## Quoted text
%%

# Do ENTPs really lack feeling?



## barinm23 (Mar 30, 2015)

Does this make ENTPs afraid of "falling" in love? Because I know that's what it makes me. Living with logic then suddenly waking up in the realm of constantly changing feelings


Sent from my iPhone using Tapatalk


----------



## Ermenegildo (Feb 25, 2014)

*You lack feeling? That's kind of sad, actually.*


----------



## barinm23 (Mar 30, 2015)

Ermenegildo said:


> *You lack feeling? That's kind of sad, actually.*


You don't?


Sent from my iPhone using Tapatalk


----------



## TimeWillTell (Jan 14, 2015)

Once I cried because I thought I was unable to love. So I guess thre are some feelings somewhere!


----------



## barinm23 (Mar 30, 2015)

WikiRevolution said:


> Once I cried because I thought I was unable to love. So I guess thre are some feelings somewhere!


Not sure if this is sarcastic or not. But in case it's not, what type of love are you referring to exactly?


Sent from my iPhone using Tapatalk


----------



## TimeWillTell (Jan 14, 2015)

@barinm23, Not sarcastic at all!
I was referring to romantic relationship. I was 20 and in a relationship. I loved the girl, but she would consistently complain about my lack of emotional expression. to a poinit where we had a conversation about it and I "internalized" the fact that I couldn't "show" love.

I improved a lot though since then, but yeah that problematic of expressing feeling is real for me (all ENTPs?)


----------



## Notus Asphodelus (Jan 20, 2015)

Vox said:


> Yes. I am totally devoid of feeling. My avatar is just a ploy to make me seem more amicable than I really am.


What do you feel about burritos.. Delicious burritos?


----------



## ElliCat (May 4, 2014)

WikiRevolution said:


> I improved a lot though since then, but yeah that problematic of expressing feeling is real for me (all ENTPs?)


My SO is an ENTP and he's not big on the verbal expression of love either. I think it would bother me if I was more insecure, but I trust him, so honestly I just like the fact that I don't have to talk about my feelings either. XD 

Fi's not usually so keen to verbalise stuff either... at least I'd rather show my love for someone than talk about it. Words are cheap; I want someone to prove it with their actions.


----------



## Notus Asphodelus (Jan 20, 2015)

WikiRevolution said:


> @barinm23, Not sarcastic at all!
> I was referring to romantic relationship. I was 20 and in a relationship. I loved the girl, but she would consistently complain about my lack of emotional expression. to a poinit where we had a conversation about it and I "internalized" the fact that I couldn't "show" love.
> 
> I improved a lot though since then, but yeah that problematic of expressing feeling is real for me (all ENTPs?)


Same.. I have this problem of being less effusive of showing my affection towards people despite the fact I love them very much. It's like something is blocking my actions and the intention dies before it has the chance to express itself.


----------



## TimeWillTell (Jan 14, 2015)

%%

## Source material
%%

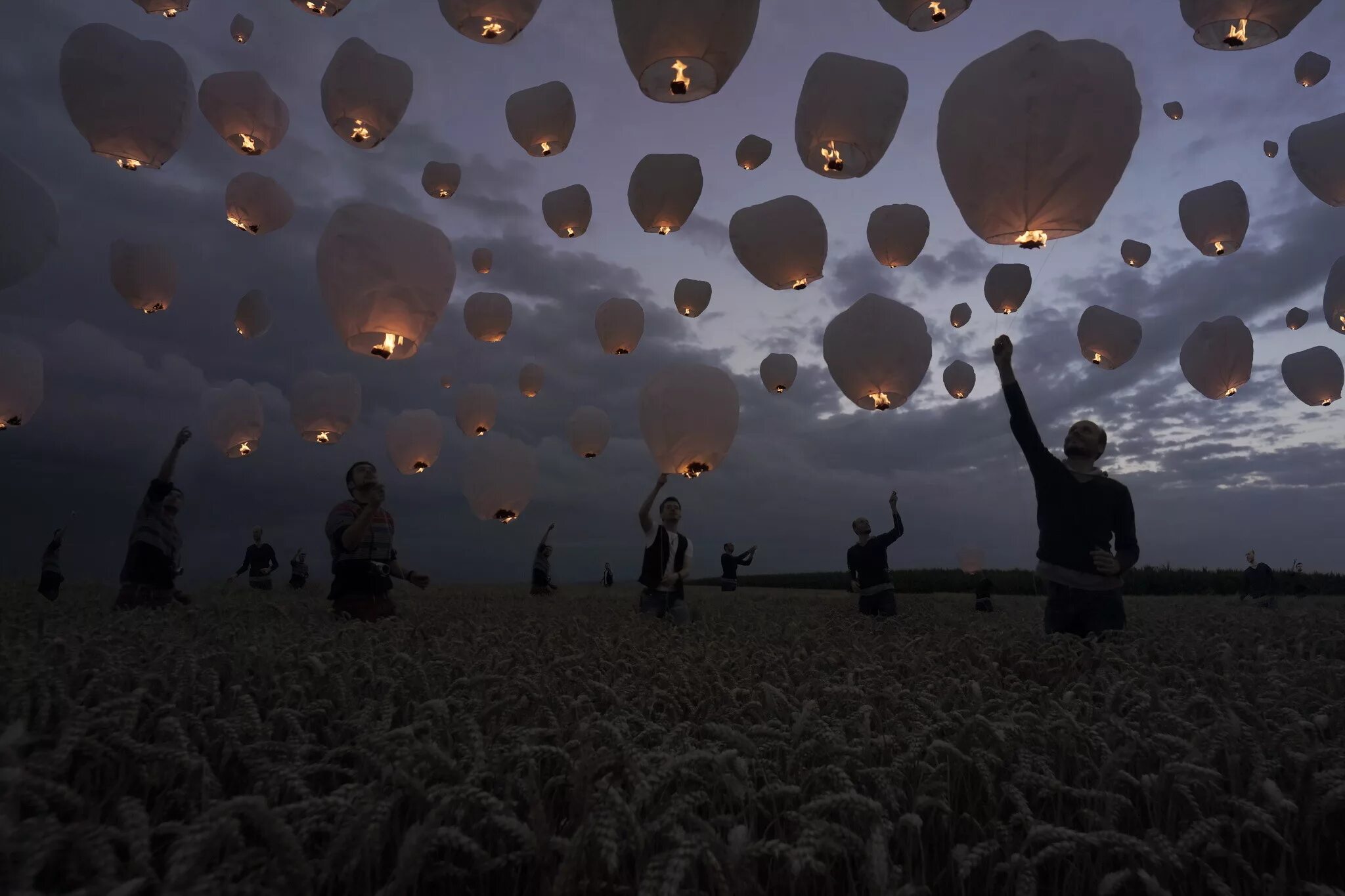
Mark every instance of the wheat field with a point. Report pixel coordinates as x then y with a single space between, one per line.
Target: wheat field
487 742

%%

## Tasks and exercises
1. Transcribe a passage of the ENTP feelings thread, beginning at the words "Fi's not usually" and stopping after "with their actions.".
2. In the ENTP feelings thread, what did TimeWillTell's girlfriend keep complaining about?

## The solutions
1.
Fi's not usually so keen to verbalise stuff either... at least I'd rather show my love for someone than talk about it. Words are cheap; I want someone to prove it with their actions.

2. TimeWillTell's lack of emotional expression.